> [Data shown]:
__________
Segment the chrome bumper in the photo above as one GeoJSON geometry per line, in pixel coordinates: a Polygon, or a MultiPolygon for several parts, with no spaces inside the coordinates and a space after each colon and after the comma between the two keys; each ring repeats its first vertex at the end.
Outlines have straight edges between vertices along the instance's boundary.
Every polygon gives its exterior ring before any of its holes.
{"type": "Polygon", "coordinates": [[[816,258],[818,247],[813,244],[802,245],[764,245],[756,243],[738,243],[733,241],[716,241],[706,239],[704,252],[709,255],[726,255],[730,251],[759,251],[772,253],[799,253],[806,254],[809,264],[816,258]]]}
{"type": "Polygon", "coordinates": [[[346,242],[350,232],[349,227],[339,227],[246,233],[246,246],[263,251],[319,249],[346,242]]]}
__________
> [What the task requires]: Rewrite the data above as a two-column CSV with the header instruction,answer and one row for each instruction. Put every value in a single quoted field, and replace its line breaks with spaces.

> [Solution to this task]:
instruction,answer
"Segment the chrome bumper in the photo above as one GeoJSON geometry per line, in pixel coordinates: a Polygon, or a MultiPolygon for several parts, with no spaces inside the coordinates and a space after each colon and after the comma between the two keys; each ring repeats its first vertex at the end. Outlines have straight edges between vertices along the instance's boundary. Every polygon gives its exterior ring before any of its holes.","{""type"": ""Polygon"", ""coordinates"": [[[816,258],[818,247],[813,244],[802,245],[764,245],[756,243],[738,243],[733,241],[716,241],[706,239],[704,252],[709,255],[726,255],[730,251],[759,251],[772,253],[799,253],[806,254],[809,264],[816,258]]]} {""type"": ""Polygon"", ""coordinates"": [[[346,242],[350,232],[349,227],[339,227],[246,233],[246,246],[263,251],[319,249],[346,242]]]}"